The integrated gate-commutated thyristor (IGCT) is a power semiconductor electronic device, used for switching electric current in industrial equipment. It is related to the gate turn-off (GTO) thyristor.

It was jointly developed by Mitsubishi and ABB. Like the GTO thyristor, the IGCT is a fully controllable power switch, meaning that it can be turned both on and off by its control terminal (the gate). Gate drive electronics are integrated with the thyristor device.

Device description

An IGCT is a special type of thyristor. It is made of the integration of the gate unit with the Gate Commutated Thyristor (GCT) wafer device. The close integration of the gate unit with the wafer device ensures fast commutation of the conduction current from the cathode to the gate. The wafer device is similar to a gate turn-off thyristor (GTO). They can be turned on and off by a gate signal, and withstand higher rates of voltage rise (dv/dt), such that no snubber is required for most applications.

(Entries taken from a collection)

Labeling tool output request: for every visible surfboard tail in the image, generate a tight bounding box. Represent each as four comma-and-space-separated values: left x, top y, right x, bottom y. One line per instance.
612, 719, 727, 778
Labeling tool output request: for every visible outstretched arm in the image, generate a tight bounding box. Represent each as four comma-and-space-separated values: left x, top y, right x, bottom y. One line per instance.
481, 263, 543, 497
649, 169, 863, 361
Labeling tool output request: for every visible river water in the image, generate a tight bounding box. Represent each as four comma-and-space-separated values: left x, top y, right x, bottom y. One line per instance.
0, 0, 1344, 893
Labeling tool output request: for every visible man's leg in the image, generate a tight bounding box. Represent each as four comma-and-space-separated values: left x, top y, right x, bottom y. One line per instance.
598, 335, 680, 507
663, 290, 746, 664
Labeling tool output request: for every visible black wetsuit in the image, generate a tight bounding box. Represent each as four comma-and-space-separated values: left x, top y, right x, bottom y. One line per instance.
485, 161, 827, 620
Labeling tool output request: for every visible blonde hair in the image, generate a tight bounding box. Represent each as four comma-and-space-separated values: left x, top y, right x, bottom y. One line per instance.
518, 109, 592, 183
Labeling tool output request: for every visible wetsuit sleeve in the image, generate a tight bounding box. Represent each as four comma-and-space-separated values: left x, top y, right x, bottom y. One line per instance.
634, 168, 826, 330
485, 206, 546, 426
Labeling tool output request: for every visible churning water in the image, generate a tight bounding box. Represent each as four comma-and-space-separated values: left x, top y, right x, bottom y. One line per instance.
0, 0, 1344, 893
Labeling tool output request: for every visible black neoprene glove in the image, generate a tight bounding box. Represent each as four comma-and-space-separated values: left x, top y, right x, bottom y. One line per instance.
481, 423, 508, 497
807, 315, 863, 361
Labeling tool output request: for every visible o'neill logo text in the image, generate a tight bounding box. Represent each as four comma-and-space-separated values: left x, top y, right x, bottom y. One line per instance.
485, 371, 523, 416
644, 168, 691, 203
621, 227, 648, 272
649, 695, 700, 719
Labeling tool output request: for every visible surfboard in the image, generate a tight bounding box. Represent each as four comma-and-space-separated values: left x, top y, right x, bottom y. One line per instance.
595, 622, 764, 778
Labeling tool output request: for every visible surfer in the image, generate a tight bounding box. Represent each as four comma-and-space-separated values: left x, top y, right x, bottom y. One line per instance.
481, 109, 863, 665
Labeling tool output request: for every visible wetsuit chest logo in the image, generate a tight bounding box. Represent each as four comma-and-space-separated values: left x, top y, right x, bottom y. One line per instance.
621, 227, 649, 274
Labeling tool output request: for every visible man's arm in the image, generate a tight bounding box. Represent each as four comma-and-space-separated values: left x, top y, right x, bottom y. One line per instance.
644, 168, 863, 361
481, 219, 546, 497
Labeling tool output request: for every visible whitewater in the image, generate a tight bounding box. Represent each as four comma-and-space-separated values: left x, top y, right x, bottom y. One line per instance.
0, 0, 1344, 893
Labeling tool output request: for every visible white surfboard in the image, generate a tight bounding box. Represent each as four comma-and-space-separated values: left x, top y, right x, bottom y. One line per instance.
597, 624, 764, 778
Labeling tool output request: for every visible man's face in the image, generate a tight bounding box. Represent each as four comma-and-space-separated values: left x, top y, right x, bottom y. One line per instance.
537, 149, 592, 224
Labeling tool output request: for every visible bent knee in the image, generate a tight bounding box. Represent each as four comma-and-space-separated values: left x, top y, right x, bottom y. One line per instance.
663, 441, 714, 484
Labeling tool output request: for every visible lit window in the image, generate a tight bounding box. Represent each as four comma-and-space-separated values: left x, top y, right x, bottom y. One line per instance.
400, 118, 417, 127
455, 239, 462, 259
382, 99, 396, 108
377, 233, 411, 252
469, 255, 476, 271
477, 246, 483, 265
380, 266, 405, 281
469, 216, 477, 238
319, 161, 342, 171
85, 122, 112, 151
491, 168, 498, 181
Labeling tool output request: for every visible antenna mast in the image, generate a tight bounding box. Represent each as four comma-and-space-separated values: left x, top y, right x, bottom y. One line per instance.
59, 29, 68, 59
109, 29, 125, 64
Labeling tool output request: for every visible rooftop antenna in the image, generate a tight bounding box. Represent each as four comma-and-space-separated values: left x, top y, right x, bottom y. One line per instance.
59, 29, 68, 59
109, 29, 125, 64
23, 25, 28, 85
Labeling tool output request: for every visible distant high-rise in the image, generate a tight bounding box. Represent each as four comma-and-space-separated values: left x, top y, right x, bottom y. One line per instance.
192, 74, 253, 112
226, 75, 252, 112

WORK TO COMPLETE »
1. Rewrite the paragraph of the IGCT text that begins "An IGCT is a special type of thyristor" as a short list, keeping its main facts.
2. Please say whether each statement agrees with the IGCT text, answering yes or no and quoting the words that decide it: (a) Mitsubishi and ABB developed the IGCT together. (b) The IGCT can be turned on by its gate but not turned off. (c) Most applications of the device require a snubber.
3. Rewrite the IGCT text from "The integrated gate-commutated" to "turn-off (GTO) thyristor.", putting "heavy machinery" in place of "industrial equipment".

ANSWERS BELOW »
1.
- An IGCT is a special type of thyristor.
- It integrates the gate unit with the Gate Commutated Thyristor (GCT) wafer device.
- This close integration ensures fast commutation of the conduction current from the cathode to the gate.
- The wafer device is similar to a gate turn-off thyristor (GTO).
- It can be turned on and off by a gate signal.
- It withstands higher rates of voltage rise (dv/dt), so most applications need no snubber.

2.
(a) Yes: "It was jointly developed by Mitsubishi and ABB."
(b) No: "it can be turned both on and off by its control terminal (the gate)"
(c) No: "such that no snubber is required for most applications"

3.
The integrated gate-commutated thyristor (IGCT) is a power semiconductor electronic device, used for switching electric current in heavy machinery. It is related to the gate turn-off (GTO) thyristor.